[Stored data entries]
- Opening Delimiter -

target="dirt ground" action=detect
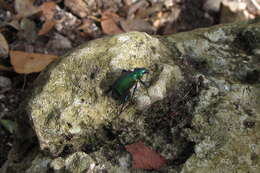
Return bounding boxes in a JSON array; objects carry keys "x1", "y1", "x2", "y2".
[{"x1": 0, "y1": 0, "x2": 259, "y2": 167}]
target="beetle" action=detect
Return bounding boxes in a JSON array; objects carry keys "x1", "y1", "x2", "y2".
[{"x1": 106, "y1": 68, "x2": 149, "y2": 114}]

- Closing Delimiter -
- Opening Delimiter -

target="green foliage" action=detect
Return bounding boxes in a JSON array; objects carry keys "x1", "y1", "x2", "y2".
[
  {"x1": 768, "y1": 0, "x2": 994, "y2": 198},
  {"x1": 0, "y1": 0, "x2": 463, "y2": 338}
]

- Closing Delimiter -
- Opening Delimiter -

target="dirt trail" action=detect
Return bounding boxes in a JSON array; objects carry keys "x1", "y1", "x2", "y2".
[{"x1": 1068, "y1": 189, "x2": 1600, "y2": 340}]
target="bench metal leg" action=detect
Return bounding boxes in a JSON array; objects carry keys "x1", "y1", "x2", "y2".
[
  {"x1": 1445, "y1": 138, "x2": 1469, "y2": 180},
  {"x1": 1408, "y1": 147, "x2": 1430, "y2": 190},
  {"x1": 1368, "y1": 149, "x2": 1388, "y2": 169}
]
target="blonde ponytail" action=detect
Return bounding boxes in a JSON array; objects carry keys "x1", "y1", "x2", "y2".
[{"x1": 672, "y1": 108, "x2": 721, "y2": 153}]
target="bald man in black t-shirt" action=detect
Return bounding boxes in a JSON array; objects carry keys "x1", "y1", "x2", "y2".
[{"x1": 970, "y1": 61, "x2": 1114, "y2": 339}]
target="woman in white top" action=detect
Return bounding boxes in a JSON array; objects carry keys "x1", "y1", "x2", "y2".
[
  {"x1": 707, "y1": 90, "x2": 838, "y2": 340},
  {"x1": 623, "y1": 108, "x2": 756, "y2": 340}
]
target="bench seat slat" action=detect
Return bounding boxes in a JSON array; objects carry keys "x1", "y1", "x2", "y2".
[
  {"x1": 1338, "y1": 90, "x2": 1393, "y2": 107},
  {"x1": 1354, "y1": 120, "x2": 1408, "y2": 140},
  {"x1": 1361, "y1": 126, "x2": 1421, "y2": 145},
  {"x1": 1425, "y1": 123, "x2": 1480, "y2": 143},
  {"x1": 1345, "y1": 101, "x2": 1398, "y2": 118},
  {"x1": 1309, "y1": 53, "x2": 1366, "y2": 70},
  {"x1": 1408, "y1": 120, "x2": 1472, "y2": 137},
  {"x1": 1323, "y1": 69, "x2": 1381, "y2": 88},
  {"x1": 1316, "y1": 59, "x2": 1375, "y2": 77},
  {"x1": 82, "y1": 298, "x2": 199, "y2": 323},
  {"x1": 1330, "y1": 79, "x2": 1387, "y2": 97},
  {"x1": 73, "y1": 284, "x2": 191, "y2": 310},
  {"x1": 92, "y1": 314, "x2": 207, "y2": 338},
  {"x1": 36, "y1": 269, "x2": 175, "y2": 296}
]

- Closing Delimiter -

Task to complete:
Across all the records above, find each line with "detect" in it and copy it.

Result:
target="dirt ground" action=detect
target="beetle" action=detect
target="green foliage" action=detect
target="dirt trail" action=detect
target="bench metal leg" action=detect
target="blonde ponytail" action=detect
target="bald man in black t-shirt" action=detect
target="woman in white top" action=detect
target="bench seat slat" action=detect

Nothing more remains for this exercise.